* EXERCISE BRIEF *
Lines before the one containing "Would you mind placing a dot on the white sky, one" are excluded. Repeat that line and every line after it, exactly.

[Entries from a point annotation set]
===

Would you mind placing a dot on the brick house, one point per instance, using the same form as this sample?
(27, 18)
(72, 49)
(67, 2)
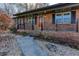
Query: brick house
(57, 17)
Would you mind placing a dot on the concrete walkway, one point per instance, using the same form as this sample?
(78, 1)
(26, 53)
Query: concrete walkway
(29, 46)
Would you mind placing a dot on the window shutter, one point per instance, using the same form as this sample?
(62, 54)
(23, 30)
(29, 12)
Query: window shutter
(73, 17)
(35, 20)
(53, 18)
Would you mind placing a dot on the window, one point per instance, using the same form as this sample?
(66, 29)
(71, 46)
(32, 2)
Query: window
(58, 18)
(63, 18)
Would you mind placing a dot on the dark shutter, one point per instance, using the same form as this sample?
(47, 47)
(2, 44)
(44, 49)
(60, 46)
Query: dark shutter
(73, 17)
(53, 18)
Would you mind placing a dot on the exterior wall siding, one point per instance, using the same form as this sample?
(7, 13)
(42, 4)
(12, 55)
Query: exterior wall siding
(48, 24)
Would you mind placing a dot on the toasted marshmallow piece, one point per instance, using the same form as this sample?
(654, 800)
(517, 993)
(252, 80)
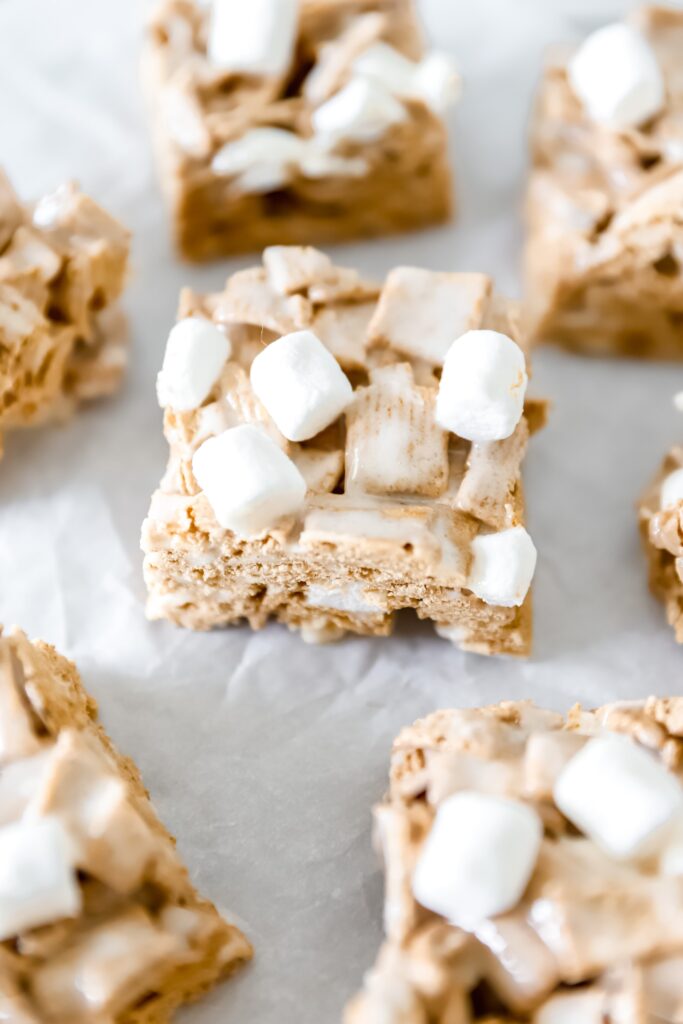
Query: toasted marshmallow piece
(482, 387)
(503, 566)
(254, 38)
(37, 879)
(196, 353)
(248, 479)
(478, 858)
(616, 77)
(301, 385)
(620, 795)
(262, 160)
(363, 110)
(672, 489)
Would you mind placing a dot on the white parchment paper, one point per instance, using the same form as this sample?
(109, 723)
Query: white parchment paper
(263, 755)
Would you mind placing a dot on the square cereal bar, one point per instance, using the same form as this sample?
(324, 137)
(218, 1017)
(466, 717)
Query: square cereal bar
(660, 521)
(310, 477)
(288, 122)
(605, 235)
(98, 919)
(534, 871)
(62, 336)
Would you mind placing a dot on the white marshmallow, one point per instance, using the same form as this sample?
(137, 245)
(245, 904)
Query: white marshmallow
(301, 385)
(616, 77)
(433, 80)
(387, 67)
(482, 387)
(620, 795)
(196, 353)
(248, 479)
(672, 489)
(437, 82)
(478, 858)
(503, 566)
(253, 38)
(37, 879)
(363, 110)
(671, 860)
(262, 160)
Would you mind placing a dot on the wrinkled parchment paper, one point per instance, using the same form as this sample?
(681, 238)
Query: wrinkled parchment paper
(263, 755)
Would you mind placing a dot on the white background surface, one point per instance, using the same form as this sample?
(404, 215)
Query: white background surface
(264, 756)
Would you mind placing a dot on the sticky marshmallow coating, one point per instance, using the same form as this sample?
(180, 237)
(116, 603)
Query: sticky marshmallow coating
(478, 858)
(482, 386)
(672, 489)
(616, 77)
(248, 480)
(196, 353)
(301, 385)
(361, 111)
(37, 878)
(255, 38)
(620, 795)
(503, 566)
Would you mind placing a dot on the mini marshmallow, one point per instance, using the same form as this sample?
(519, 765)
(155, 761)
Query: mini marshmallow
(248, 479)
(196, 352)
(363, 110)
(672, 489)
(671, 858)
(616, 77)
(262, 160)
(387, 67)
(478, 858)
(433, 80)
(37, 879)
(301, 385)
(482, 387)
(254, 38)
(620, 795)
(503, 566)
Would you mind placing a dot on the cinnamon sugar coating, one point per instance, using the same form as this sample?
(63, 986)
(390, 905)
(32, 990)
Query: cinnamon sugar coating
(395, 182)
(141, 941)
(603, 272)
(393, 502)
(593, 940)
(62, 336)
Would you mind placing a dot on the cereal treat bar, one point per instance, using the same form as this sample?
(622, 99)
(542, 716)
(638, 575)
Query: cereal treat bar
(340, 451)
(534, 868)
(62, 336)
(98, 920)
(605, 233)
(660, 516)
(296, 121)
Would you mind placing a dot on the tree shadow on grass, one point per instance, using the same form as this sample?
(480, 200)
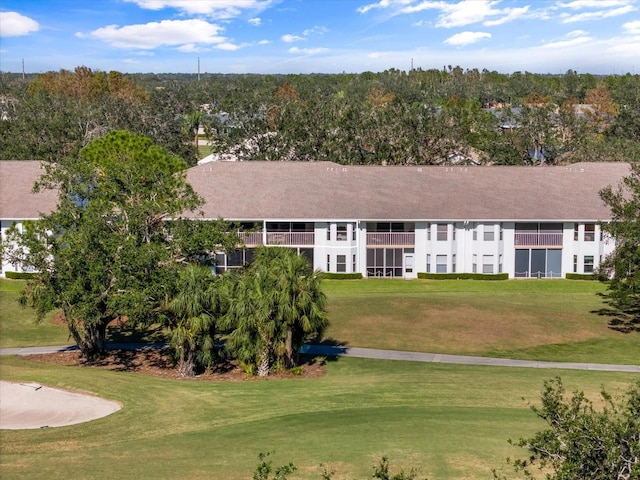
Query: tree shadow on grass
(620, 321)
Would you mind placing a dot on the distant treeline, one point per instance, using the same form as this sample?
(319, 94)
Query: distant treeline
(447, 116)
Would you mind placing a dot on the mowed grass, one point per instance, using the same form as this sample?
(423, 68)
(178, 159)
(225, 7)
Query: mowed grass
(18, 326)
(452, 421)
(525, 319)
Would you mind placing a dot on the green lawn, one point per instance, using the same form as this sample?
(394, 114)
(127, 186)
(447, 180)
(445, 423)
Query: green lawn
(453, 421)
(18, 326)
(525, 319)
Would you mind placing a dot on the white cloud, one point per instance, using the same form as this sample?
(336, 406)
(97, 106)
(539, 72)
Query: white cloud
(466, 38)
(16, 25)
(229, 47)
(156, 34)
(308, 51)
(510, 14)
(580, 4)
(632, 27)
(315, 31)
(383, 4)
(217, 8)
(458, 14)
(566, 43)
(582, 17)
(288, 38)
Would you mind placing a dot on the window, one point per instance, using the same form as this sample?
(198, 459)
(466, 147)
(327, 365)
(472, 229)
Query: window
(442, 232)
(588, 264)
(489, 233)
(589, 232)
(341, 233)
(487, 264)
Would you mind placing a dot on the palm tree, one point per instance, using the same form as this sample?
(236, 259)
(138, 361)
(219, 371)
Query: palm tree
(276, 305)
(193, 313)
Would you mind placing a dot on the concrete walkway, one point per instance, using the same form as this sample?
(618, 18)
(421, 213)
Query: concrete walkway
(374, 354)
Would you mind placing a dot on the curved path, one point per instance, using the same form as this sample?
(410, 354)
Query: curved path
(377, 354)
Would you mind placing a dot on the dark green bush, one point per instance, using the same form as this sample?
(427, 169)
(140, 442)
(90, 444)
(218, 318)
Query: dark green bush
(341, 276)
(464, 276)
(581, 276)
(19, 275)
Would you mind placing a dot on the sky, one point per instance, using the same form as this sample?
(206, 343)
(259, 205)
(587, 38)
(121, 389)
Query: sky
(320, 36)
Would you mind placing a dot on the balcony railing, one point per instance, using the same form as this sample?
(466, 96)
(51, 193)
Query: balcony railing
(391, 238)
(290, 238)
(538, 239)
(251, 238)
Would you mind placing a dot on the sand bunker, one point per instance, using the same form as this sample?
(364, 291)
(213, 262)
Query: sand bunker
(31, 405)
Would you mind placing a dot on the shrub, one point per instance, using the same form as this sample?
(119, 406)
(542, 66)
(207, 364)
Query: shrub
(581, 276)
(463, 276)
(341, 276)
(19, 275)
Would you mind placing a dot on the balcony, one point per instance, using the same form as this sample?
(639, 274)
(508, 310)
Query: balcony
(290, 238)
(383, 239)
(538, 239)
(251, 239)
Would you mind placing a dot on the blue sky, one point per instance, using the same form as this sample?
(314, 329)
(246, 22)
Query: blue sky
(320, 36)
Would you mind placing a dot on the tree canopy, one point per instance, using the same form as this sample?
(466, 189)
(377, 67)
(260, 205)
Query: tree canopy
(277, 304)
(621, 269)
(582, 442)
(113, 245)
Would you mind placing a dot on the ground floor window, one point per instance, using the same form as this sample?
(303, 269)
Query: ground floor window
(588, 264)
(234, 260)
(538, 263)
(386, 262)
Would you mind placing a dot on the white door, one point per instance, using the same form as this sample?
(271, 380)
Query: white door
(409, 269)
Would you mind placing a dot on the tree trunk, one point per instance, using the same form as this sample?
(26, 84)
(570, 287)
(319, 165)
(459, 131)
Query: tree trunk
(94, 342)
(263, 367)
(289, 359)
(90, 338)
(186, 365)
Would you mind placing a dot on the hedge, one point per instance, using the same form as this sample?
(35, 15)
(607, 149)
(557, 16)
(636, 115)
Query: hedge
(19, 275)
(581, 276)
(463, 276)
(341, 276)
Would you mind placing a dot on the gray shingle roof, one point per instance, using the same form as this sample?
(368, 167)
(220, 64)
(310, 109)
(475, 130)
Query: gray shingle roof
(17, 200)
(327, 191)
(323, 190)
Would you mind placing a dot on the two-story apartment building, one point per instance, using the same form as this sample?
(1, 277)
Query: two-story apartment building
(392, 221)
(398, 221)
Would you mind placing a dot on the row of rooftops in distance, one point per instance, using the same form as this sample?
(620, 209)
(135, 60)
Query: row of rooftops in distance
(328, 191)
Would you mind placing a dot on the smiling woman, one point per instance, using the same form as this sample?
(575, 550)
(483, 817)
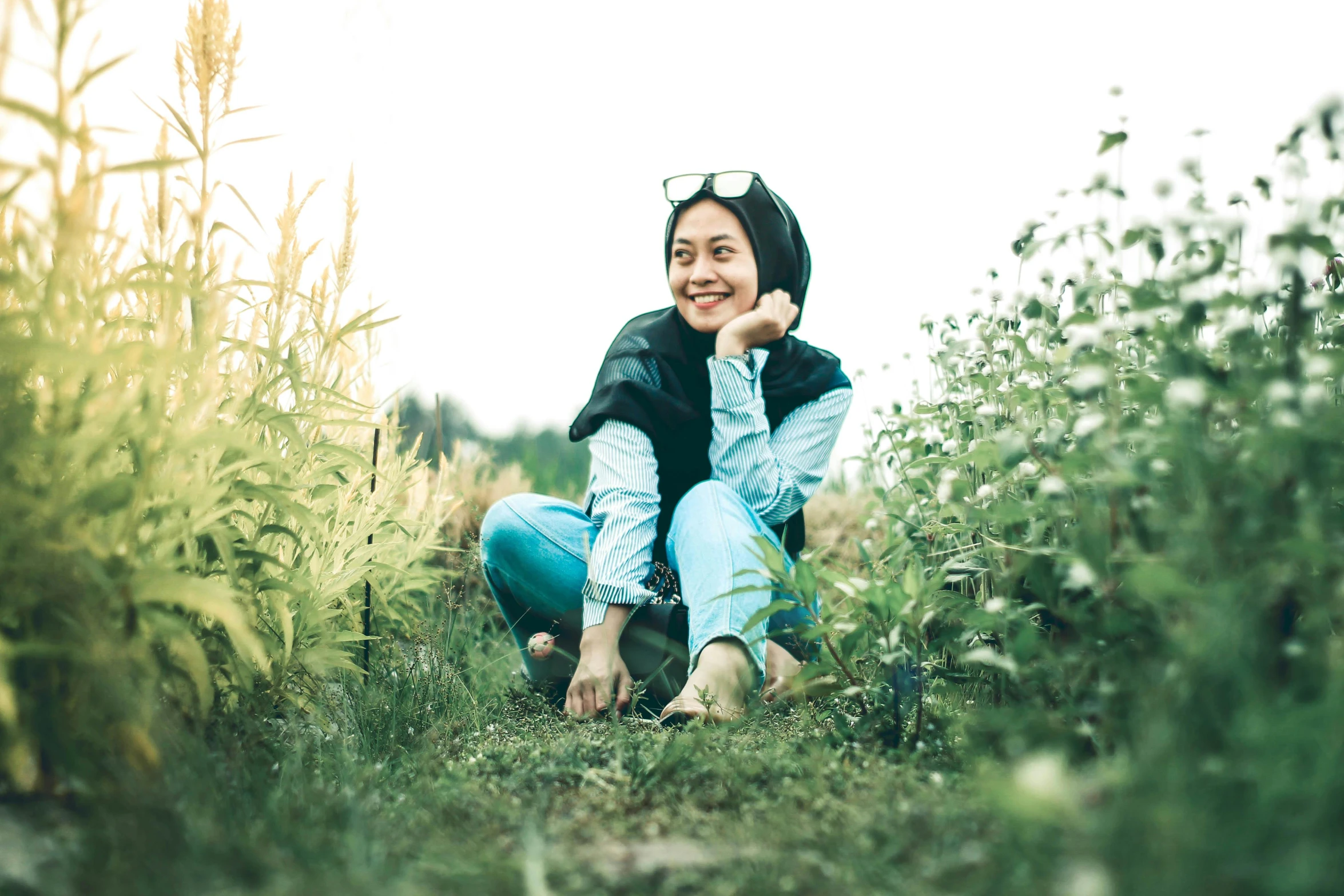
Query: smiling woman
(710, 429)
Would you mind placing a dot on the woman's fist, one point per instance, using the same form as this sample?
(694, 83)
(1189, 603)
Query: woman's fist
(768, 321)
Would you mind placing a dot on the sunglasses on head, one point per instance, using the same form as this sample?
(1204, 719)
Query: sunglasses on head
(729, 185)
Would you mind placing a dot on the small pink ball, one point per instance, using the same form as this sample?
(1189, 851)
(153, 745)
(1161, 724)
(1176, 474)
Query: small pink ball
(540, 645)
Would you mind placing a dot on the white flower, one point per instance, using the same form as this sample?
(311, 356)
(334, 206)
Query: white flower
(1315, 395)
(1186, 394)
(1235, 320)
(1319, 366)
(1053, 485)
(1080, 577)
(1089, 424)
(1043, 777)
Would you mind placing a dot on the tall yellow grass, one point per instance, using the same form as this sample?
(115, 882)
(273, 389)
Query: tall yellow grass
(185, 455)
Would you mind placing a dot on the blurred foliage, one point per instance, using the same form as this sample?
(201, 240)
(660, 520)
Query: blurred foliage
(190, 517)
(1109, 548)
(547, 459)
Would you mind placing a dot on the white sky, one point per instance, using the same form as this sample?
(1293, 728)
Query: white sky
(510, 155)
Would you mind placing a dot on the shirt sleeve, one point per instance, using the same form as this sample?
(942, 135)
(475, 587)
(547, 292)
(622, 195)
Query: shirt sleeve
(774, 473)
(624, 505)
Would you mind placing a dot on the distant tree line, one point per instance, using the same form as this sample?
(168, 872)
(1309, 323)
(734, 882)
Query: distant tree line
(547, 457)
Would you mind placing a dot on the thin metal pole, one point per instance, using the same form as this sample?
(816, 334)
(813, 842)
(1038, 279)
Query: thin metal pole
(369, 590)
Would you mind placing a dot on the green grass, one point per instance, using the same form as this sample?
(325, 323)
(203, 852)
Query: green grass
(494, 789)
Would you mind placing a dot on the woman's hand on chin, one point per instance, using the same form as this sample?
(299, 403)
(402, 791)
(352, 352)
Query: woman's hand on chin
(601, 672)
(770, 320)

===

* FINAL ANSWER *
Would you mind placing a dot on the white sky, one point per instance, using the same form as this sample?
(1293, 728)
Query: white sky
(510, 155)
Would you mind placing a dot on the shirt sleeve, one point per instance, using the same form as this sample?
(942, 135)
(475, 587)
(547, 292)
(622, 195)
Query: shirt sleeve
(774, 473)
(624, 505)
Would you mind placing a dot on the distant tree line, one point per instance, using the same form as this sample?
(168, 872)
(1309, 323)
(734, 882)
Query: distant tree line
(547, 457)
Would you mind placing a dot on the thin metal pole, one point per instance, using the same form as this sample?
(816, 334)
(813, 842)
(1038, 279)
Query: thin metal pole
(369, 590)
Would you mind placing a dot on the green grass, one point per instance, using the same form as this sample?
(325, 323)
(203, 852)
Query: green grass
(494, 789)
Would you mind placing a dot on the woman's hand on chin, one point per instance, using the same form as this sample?
(299, 403)
(402, 791)
(352, 352)
Query: woman's hand on chin
(601, 672)
(770, 320)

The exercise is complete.